Work instructions. Below are lines of data; restate word for word those running from the line containing "of the roof" to the line containing "the wet asphalt", inclusive, and no others.

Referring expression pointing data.

== Segment start ==

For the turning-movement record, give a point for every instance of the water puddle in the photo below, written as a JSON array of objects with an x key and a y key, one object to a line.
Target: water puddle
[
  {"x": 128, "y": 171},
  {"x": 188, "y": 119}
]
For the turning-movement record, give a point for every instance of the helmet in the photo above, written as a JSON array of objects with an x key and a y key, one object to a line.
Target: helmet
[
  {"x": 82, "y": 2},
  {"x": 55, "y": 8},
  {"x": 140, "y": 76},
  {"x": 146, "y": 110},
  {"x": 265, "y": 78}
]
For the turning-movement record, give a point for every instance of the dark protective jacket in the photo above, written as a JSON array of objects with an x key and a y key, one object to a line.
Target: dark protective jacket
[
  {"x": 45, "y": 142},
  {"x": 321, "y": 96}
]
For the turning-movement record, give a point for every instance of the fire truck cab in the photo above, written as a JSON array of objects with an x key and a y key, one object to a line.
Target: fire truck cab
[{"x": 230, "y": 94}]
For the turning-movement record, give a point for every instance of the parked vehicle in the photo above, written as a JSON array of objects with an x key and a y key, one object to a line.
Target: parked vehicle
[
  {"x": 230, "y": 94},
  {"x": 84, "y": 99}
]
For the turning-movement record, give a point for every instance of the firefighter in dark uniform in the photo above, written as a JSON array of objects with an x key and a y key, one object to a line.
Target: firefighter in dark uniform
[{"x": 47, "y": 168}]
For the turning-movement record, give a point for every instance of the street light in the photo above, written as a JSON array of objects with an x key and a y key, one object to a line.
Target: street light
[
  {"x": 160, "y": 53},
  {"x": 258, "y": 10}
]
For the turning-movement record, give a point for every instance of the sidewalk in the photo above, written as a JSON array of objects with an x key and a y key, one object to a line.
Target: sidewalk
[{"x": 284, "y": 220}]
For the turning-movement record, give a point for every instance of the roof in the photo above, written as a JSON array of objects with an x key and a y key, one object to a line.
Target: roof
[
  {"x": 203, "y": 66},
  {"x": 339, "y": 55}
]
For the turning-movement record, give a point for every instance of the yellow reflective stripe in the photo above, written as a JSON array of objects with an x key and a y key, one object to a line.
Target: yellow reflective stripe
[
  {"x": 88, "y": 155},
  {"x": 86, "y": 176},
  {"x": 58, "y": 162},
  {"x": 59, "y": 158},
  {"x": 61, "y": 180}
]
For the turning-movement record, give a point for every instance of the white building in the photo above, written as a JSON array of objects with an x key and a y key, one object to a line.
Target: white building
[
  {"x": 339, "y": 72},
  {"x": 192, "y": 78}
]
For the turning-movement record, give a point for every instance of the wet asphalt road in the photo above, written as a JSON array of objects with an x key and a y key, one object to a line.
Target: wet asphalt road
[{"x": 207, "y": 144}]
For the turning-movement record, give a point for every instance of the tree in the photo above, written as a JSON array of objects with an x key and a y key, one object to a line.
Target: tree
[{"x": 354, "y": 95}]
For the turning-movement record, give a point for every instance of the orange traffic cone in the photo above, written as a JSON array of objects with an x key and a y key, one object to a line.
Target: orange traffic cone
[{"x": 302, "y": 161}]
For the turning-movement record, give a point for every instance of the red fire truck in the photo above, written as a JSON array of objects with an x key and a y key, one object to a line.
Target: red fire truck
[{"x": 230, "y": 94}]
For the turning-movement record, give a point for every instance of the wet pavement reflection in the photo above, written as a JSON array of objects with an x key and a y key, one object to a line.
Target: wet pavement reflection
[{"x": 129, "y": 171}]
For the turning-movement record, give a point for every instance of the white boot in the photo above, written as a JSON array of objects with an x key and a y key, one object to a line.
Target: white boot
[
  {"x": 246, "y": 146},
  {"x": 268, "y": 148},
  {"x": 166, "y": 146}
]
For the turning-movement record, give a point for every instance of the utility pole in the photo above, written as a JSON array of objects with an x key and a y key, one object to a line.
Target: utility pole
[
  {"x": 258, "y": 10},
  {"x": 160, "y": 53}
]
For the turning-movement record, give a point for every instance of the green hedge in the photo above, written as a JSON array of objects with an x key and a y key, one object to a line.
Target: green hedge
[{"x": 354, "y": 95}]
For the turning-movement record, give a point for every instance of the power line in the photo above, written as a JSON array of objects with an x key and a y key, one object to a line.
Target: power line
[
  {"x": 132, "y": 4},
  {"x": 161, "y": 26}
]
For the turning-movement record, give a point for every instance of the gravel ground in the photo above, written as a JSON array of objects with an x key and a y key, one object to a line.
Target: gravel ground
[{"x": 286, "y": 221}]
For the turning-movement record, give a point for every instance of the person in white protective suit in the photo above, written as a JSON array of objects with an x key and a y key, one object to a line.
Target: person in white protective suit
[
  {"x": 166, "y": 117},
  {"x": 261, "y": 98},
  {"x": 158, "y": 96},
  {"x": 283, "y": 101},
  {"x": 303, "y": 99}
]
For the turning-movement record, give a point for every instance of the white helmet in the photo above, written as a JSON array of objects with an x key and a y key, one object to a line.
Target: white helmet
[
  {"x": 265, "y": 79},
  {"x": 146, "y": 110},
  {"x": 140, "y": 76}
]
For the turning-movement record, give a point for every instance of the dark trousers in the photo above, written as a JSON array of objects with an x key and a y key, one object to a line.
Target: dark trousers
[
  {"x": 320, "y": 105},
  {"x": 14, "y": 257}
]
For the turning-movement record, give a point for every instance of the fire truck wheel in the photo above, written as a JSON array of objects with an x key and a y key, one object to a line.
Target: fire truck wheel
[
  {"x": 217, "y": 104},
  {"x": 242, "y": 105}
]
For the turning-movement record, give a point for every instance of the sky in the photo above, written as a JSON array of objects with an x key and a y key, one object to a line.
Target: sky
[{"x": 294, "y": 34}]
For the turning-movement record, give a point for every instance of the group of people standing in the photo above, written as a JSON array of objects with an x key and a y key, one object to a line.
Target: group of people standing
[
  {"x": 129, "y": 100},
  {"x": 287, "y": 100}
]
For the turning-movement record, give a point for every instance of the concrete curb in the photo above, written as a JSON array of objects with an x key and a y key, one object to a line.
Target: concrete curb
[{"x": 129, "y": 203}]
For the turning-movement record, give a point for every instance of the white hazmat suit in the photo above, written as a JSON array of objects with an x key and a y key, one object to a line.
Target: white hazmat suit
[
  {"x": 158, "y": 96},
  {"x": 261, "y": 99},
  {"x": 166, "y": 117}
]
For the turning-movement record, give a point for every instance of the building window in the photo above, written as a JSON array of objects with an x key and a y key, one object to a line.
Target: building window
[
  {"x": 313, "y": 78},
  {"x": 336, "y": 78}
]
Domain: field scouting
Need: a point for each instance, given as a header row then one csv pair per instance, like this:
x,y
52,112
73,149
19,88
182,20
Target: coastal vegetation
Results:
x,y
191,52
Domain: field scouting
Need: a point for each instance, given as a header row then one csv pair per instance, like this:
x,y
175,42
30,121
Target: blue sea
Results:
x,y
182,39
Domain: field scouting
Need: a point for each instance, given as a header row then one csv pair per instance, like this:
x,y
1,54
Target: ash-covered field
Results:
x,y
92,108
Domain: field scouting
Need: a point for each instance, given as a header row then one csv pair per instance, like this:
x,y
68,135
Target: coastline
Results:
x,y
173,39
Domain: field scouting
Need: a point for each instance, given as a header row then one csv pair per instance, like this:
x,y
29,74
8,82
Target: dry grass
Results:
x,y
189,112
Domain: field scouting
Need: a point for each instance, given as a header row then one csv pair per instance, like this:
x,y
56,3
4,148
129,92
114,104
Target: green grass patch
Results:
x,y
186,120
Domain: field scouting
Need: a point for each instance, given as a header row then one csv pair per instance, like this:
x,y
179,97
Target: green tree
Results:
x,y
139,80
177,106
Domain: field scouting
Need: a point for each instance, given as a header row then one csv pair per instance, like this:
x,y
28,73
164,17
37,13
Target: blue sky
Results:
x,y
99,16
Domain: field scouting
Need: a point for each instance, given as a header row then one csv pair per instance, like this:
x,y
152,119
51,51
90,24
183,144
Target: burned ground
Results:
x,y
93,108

== Segment end ==

Exercise output.
For the turning-movement record, give a point for every instance of the roof in the photo above, written as a JSON array of objects with an x key and a y key, one object to a line.
Target: roof
[
  {"x": 203, "y": 66},
  {"x": 339, "y": 55}
]
For the turning-movement record, give a point for every instance of the yellow reflective stripe in the photo above, written as a JSON array of objects with an x key and a y key, one object to a line.
Target: yellow reflective stripe
[
  {"x": 88, "y": 155},
  {"x": 86, "y": 176},
  {"x": 58, "y": 162},
  {"x": 59, "y": 158},
  {"x": 61, "y": 180}
]
For the turning-movement record, give a point for every instance of the white building in the photo above, written as a JSON array of objects with an x key and a y key, one object to a line.
Target: white building
[
  {"x": 339, "y": 72},
  {"x": 192, "y": 78}
]
For the turning-movement record, give a point for every instance of the wet asphalt road in the photo above, written as a JSON array of objects with an x key and a y key, one object to a line.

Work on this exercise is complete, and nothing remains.